◆ Instructions for the task: Starting at the line that has "In this picture, where can the truck" and stopping after the line that has "point(143, 305)", lay out the material as a two-column CSV with the columns text and answer. Give one row for each text and its answer, put each field in quotes, and replace line breaks with spaces.

◆ Input material:
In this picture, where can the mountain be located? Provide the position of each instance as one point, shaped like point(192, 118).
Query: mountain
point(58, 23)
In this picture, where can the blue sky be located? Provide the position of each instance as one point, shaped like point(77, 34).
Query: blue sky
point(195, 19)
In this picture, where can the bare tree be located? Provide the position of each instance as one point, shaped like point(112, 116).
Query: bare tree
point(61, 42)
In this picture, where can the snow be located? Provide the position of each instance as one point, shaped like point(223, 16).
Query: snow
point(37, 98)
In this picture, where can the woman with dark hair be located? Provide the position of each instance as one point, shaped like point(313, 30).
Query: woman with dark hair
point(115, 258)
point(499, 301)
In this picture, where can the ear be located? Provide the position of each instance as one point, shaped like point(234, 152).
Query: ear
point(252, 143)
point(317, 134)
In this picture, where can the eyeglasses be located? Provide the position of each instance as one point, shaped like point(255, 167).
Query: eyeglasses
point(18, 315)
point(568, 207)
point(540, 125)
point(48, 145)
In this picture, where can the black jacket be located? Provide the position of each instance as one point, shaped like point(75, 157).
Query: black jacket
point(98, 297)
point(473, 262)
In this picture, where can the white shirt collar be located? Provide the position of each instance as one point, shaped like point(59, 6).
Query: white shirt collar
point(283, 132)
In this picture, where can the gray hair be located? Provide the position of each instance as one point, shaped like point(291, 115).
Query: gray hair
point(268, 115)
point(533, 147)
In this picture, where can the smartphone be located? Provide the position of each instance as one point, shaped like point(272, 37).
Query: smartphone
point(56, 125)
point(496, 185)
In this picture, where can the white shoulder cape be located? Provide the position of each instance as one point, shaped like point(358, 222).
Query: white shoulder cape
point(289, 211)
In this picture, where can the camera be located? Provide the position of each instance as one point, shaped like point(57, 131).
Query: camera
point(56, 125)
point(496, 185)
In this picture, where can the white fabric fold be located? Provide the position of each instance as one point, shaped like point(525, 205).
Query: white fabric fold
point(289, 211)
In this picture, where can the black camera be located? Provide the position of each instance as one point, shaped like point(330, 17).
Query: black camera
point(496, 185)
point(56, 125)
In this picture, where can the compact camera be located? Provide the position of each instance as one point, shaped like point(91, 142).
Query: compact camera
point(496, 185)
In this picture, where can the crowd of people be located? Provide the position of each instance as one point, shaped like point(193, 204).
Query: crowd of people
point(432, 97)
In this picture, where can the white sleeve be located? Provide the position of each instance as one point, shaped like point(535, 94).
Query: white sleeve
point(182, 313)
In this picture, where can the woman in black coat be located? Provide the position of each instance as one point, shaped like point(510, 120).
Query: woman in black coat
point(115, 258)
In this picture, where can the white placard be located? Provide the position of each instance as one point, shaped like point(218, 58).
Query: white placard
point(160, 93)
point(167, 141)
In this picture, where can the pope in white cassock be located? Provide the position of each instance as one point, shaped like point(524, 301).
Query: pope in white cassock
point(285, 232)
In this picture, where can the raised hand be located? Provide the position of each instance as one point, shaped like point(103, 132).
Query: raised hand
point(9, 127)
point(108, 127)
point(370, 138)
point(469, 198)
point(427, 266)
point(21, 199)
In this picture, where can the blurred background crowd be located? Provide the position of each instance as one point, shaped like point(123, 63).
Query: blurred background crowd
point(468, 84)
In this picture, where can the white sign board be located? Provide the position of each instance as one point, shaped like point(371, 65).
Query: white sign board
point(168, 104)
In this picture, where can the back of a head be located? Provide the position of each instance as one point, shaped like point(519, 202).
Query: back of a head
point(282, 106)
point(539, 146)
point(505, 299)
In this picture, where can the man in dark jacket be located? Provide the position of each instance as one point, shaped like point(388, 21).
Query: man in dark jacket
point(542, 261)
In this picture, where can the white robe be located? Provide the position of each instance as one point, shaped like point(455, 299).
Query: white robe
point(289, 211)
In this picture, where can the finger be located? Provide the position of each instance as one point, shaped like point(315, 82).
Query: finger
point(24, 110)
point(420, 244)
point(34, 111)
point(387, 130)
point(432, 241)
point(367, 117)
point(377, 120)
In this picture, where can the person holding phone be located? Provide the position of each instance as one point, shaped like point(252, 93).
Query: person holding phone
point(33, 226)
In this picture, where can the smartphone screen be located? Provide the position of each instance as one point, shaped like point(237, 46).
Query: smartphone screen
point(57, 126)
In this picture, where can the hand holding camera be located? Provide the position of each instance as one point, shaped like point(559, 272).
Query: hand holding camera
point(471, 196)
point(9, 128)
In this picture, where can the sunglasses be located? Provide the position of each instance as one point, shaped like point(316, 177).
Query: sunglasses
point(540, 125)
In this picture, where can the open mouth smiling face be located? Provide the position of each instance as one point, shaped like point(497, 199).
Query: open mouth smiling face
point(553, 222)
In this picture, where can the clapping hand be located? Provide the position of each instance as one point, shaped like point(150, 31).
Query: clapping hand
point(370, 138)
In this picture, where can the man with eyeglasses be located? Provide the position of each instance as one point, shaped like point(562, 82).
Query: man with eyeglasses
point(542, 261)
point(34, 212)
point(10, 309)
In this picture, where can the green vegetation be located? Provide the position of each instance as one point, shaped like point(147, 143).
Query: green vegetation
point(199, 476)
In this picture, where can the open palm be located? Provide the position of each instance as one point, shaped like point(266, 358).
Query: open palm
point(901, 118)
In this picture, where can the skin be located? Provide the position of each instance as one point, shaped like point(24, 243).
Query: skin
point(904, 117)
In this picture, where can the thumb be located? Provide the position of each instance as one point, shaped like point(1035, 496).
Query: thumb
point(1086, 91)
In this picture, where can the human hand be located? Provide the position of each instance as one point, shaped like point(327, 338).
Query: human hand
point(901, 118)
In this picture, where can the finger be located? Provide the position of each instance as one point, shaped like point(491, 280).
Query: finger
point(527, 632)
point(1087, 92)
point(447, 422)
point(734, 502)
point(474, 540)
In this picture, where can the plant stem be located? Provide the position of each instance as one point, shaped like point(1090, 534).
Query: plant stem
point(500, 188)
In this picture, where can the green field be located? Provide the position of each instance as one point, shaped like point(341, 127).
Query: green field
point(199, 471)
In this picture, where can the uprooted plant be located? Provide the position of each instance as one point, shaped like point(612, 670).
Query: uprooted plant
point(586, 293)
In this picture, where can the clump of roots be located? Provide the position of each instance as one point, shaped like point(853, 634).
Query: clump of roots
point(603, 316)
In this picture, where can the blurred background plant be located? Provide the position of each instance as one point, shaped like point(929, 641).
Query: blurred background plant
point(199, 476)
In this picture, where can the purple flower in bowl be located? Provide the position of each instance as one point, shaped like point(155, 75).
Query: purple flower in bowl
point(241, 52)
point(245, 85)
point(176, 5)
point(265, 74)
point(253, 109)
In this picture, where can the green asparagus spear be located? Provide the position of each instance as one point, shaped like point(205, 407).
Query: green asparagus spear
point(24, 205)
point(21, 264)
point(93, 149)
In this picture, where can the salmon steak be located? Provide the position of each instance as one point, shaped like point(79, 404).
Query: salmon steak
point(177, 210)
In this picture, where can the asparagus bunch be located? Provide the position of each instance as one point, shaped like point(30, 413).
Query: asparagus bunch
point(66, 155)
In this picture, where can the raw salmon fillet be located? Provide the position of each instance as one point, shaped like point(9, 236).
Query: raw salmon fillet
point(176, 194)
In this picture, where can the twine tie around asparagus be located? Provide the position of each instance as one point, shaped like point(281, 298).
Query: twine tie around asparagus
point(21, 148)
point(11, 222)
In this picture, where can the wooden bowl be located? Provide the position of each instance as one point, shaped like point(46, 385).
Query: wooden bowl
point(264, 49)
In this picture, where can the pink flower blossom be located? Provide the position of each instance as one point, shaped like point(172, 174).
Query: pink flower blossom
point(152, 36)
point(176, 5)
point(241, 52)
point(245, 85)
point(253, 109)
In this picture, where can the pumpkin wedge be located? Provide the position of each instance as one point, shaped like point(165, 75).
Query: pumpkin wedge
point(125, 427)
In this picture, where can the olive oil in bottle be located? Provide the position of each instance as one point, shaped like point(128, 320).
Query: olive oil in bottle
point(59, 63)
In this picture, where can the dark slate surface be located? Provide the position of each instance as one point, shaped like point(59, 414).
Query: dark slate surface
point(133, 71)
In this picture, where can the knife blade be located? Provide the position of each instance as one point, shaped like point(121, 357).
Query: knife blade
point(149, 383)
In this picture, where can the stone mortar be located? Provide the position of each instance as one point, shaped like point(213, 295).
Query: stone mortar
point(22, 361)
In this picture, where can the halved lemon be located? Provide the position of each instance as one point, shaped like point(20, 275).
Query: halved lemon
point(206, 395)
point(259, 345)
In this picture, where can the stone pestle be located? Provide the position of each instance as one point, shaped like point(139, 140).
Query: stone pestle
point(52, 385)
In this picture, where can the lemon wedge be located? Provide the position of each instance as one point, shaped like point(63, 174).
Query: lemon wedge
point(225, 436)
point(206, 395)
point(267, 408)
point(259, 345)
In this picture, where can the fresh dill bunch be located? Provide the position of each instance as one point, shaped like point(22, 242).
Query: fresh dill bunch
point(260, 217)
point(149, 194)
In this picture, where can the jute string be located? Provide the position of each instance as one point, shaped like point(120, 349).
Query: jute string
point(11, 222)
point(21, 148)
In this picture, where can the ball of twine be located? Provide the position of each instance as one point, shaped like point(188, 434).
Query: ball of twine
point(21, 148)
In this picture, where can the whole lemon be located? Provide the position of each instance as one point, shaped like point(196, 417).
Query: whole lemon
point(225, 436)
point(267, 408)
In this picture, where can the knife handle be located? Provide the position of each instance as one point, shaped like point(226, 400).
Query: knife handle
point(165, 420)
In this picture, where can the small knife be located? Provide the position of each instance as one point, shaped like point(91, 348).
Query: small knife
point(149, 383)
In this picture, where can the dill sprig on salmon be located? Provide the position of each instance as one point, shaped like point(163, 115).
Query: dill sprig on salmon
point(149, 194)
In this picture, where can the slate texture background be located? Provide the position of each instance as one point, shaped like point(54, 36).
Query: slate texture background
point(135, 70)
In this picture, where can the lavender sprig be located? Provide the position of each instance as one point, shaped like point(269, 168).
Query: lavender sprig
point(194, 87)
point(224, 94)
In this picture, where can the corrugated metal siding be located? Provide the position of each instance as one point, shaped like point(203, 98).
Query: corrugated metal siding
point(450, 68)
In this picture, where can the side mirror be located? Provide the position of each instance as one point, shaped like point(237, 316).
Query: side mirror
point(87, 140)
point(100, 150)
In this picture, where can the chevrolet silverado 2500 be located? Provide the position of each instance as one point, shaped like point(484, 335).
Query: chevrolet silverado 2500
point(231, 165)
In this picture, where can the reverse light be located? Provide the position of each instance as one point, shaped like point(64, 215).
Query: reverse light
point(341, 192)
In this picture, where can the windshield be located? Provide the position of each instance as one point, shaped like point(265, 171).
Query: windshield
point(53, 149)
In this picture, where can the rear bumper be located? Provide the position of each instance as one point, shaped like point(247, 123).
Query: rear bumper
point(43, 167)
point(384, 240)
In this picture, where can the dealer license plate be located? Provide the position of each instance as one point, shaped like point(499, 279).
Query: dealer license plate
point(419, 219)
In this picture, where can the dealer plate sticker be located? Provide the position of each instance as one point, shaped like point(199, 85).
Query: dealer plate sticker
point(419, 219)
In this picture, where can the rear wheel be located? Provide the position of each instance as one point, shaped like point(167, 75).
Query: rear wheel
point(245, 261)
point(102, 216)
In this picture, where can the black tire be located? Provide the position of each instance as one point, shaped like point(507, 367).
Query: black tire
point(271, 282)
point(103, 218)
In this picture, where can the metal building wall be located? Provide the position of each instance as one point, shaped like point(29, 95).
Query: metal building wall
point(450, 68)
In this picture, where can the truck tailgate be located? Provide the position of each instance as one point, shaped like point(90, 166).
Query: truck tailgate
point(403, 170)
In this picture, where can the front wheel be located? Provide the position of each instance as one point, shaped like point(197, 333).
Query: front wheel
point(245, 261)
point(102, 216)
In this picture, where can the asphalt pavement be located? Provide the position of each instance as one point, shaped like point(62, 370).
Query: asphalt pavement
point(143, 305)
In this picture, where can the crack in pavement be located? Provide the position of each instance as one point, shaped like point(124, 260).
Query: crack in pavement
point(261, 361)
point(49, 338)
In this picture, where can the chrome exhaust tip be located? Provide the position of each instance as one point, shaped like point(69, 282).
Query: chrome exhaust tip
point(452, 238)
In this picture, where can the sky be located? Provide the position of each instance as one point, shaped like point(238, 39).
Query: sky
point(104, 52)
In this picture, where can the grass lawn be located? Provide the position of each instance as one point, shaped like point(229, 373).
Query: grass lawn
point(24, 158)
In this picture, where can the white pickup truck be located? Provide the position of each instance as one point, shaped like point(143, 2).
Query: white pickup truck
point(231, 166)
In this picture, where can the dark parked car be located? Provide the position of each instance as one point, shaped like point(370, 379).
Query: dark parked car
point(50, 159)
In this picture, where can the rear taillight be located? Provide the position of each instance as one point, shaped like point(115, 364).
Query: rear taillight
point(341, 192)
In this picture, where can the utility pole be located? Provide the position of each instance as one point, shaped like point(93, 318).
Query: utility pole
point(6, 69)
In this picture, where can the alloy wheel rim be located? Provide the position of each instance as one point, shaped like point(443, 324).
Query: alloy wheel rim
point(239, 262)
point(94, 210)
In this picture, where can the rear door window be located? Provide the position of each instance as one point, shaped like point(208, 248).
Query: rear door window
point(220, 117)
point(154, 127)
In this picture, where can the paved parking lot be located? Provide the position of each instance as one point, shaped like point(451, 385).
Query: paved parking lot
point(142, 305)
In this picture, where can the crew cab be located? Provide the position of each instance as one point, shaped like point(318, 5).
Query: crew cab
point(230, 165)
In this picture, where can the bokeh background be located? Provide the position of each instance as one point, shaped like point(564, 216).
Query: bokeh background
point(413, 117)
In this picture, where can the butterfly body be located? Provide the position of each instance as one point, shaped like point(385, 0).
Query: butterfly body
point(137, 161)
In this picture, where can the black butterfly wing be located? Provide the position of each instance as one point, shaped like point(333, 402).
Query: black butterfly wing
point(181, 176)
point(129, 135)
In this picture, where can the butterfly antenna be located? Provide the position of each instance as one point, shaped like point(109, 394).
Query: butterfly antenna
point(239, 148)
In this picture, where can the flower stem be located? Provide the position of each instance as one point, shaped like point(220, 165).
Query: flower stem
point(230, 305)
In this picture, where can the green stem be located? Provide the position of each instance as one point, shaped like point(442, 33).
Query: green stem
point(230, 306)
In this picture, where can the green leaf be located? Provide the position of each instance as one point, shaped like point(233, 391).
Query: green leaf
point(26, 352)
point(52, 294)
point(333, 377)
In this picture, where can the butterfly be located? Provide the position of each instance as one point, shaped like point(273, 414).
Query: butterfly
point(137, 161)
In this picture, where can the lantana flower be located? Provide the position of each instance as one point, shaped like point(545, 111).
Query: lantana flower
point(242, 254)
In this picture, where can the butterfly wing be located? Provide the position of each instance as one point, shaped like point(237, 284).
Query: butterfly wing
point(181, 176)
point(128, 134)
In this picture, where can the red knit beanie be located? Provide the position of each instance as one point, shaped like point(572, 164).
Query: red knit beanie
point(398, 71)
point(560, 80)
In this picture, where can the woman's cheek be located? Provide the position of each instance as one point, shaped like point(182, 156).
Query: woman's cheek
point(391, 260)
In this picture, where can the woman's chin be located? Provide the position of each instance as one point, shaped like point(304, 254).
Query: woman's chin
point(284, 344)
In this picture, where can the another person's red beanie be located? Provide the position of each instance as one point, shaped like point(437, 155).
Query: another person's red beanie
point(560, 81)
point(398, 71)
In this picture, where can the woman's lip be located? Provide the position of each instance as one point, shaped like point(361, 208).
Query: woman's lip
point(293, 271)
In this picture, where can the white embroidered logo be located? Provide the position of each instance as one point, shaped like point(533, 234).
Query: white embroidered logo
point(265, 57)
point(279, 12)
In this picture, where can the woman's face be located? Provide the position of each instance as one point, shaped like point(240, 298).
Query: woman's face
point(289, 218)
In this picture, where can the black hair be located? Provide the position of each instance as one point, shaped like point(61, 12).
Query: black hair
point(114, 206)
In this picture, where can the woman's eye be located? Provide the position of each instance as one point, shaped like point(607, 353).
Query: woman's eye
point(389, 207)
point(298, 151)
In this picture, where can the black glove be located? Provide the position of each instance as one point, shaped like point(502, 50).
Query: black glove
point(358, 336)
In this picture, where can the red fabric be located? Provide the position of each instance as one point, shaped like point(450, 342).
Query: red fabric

◆ Output for this task:
text,answer
"In this picture, where can the truck tailgate be located? Provide the position of each instance as one point, shaped like point(90, 166). Query: truck tailgate","point(403, 170)"
"In this picture, where can the front wheel be located? Provide the position of each instance as one point, shaped like point(197, 333). Query: front wheel","point(245, 261) point(102, 216)"
"In this picture, where can the asphalt pavement be located? Provide the position of each instance as one point, shaped like point(62, 370). Query: asphalt pavement","point(143, 305)"